Retoma o texto sobre a pausa na escrita e a exposição de fotografia e continua-o a partir da última frase.

_TEXTO CITADO_
☆ ☆ ☆ ☆ ☆ ☆ ☆
Há já bastante tempo que não vos escrevo.
As crónicas pararam com o fim do Vespertino de Reading e o
blog anda muito próximo da estagnação. Ultimamente, quando
escrevo, apenas o faço em diálogo pessoal, no meu Moleskine,
nos poucos momentos de paz que vou conseguindo arranjar.
Não vos escrevo, não porque não haja o que escrever,
mas porque prefiro estar em silêncio. Prefiro não vos escrever
porque não quero que vos pareça triste, mas não vos escrevo
porque não me sinto especialmente feliz. Embora não me sinta
infeliz, não ando com especial inspiração para transformar
alguns episódios cómicos, ou menos cómicos, da minha vida em
textos capazes de vos inspirar um sorriso. Por isso tenho preferido
escrever no meu Moleskine. Pode ser que ele vos conte algumas
das histórias, sonhos, desilusões e aventuras dos últimos tempos.
Mas hoje resolvi escrever-vos porque sinto que
há momentos que são maiores e merecem um espaço para além das
folhas amarelas do meu Moleskine. Alguns estão aqui na minha
memória e, como me falta a inspiração, temo que o tempo os
faça desaparecer. Permitam-me partilhá-los convosco e desculpem-me
a intromissão.
Os últimos tempos da minha vida profissional
têm sido marcados por contínuos momentos de desilusão. Sou
um perfeccionista e isso faz com que por vezes seja presunçoso
e ache que faria melhor que os outros se tivesse a chance de
lhes calçar os sapatos. E isso faz com que, na maioria das
vezes, apenas veja os erros, de quem os comete e não repare
que há sempre coisas boas em toda a gente e em todas as situações.
Porém a minha vida pessoal tem mostrado-me que existem razões
para estar feliz, porque estou rodeado de razões para não temer
o futuro.
Há umas semanas participei numa exposição de
fotografia conjunta, com um conjunto de "amigos" fotógrafos.
A sua divulgação entre os meus amigos resultou numa onda de
e-mails que inundaram a minha caixa de correio com palavras
que me deixaram imensamente realizado. Houve até quem viesse
de Lisboa para ver a exposição (sem a ver, porque fechava ao
fim-de-semana) e resultasse num encontro de amigos com quem
já não convivia há algum tempo.
☆ ☆ ☆ ☆ ☆ ☆ ☆
_CONTEÚDO DOS DADOS_
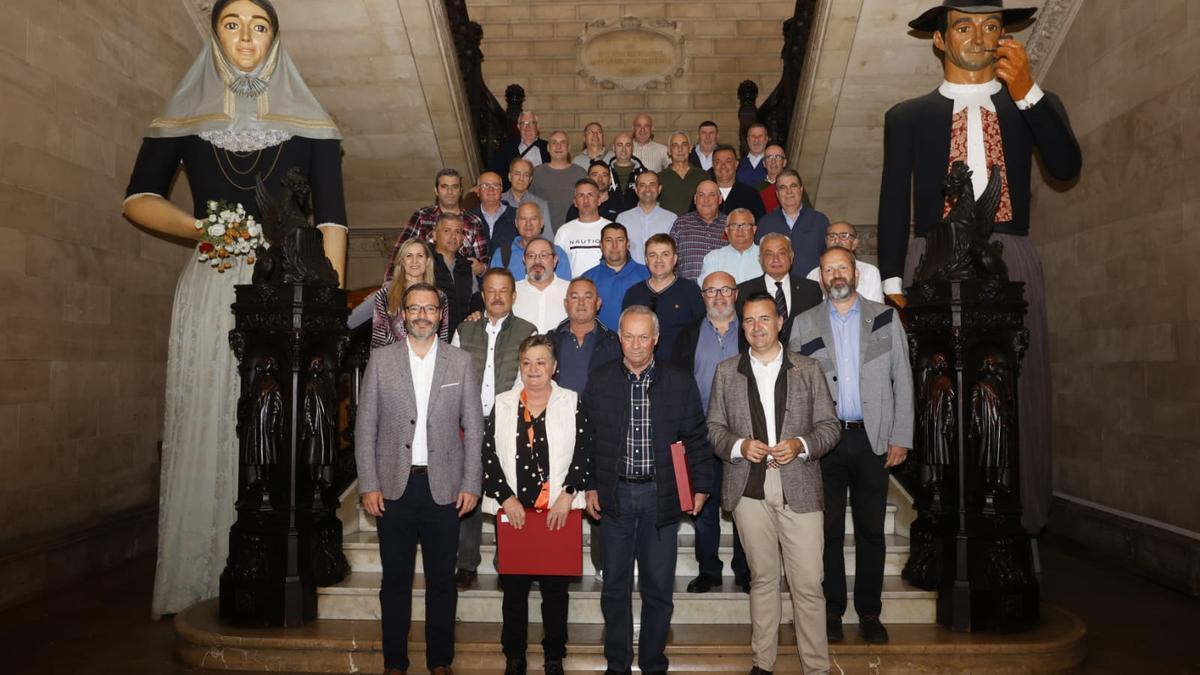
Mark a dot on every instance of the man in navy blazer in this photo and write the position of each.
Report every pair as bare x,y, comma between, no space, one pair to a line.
643,407
417,473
☆ ☆ ☆ ☆ ☆ ☆ ☆
_RESPOSTA À TAREFA_
Mas o culminar deste momento foi o interesse
de alguém, que não me conhecendo, fez com que vendesse a minha
primeira fotografia. Foi tão importante que ainda não depositei
o cheque, com medo que não se volte a repetir ou porque não
me canso de o ver, ali na minha mesinha de cabeceira. Já tinha
ganho vários prémios, mas foi a primeira vez que ganhei dinheiro
com uma fotografia. Confesso que meu ego inchou um pouco...
Porém não foi com a intenção de me vangloriar
que eu, hoje, decidi escrever. Mas porque "o mundo e a
vida reservam-nos surpresas que se tornam em momentos inesquecíveis.
Daquelas histórias que gostamos de ouvir aos nossos avós e
aos nossos pais" (extraído do meu Moleskine, 27/03/2005).
No fim-de-semana da Páscoa, eu e a Cláudia,
voltámos a Londres. Aproveitando o retorno da viagem que tivemos
que comprar para voltar a Portugal, em Novembro, e aproveitando
os preços baratos da Ryanair, voltámos à capital mais multi-racial
que conheço. Londres pode ter a fama de ser uma cidade sem
luz (por oposição à eterna rival, Paris) mas é com certeza
uma cidade cheia de cor e de gente.
Voltar a Londres, quatro meses depois, foi como
voltar a casa depois de uma curta ausência. Assim que aterrei
em Gatwick e apanhei o comboio tive a sensação que tinha estado
fora uma semana e que retornava a casa, uma vez mais. Estar
em Londres suscitou-me sentimentos contrários, se por um lado
me apetecia "andar de um lado para o outro, ver tudo, correr
os sítios que já conhecia, uma vez mais, ver se algo me despertava
boas memórias" (extraído do meu Moleskine, 26/03/2005),
por outro lado "assolou-me uma vontade enorme de ficar
sentado a beber umas cervejas, ouvir uma boa música e ver gente
bonita" (extraído do meu Moleskine, 26/03/2005), e gozar
um bom momento num bar em Portobello Road, só pelo prazer de
estar. Espairecer! Por momentos senti-me em São Francisco...
E foi mais ou menos isso que fizemos, eu e a
Cláudia, no sábado [26 de Março de 2005] à noite em Camdem,
com um velho amigo que já não via há cerca de 10 anos. Tinha-lhe
telefonado uns dias antes a combinar um encontro, porque não
o via desde que ele emigrou para Inglaterra, aos 20 anos. Assim
que o vi e começámos a falar, tive a mesma sensação que à chegada
a Londres. Parecia que não nos víamos há uma semana, porque
as afinidades continuavam a ser as mesmas. Passámos uns bons
momentos de conversa a falar de coisas que já se passaram e
acabámos a noite a prometer a ambos que não poderiam passar
mais 10 anos sem nos falarmos. Mas se passarem, sabemos que
nada mudará.
O Mário, ou o Marito como sempre o conheci,
tinha 13 anos quando lhe emprestei um vinil dos The Cramps.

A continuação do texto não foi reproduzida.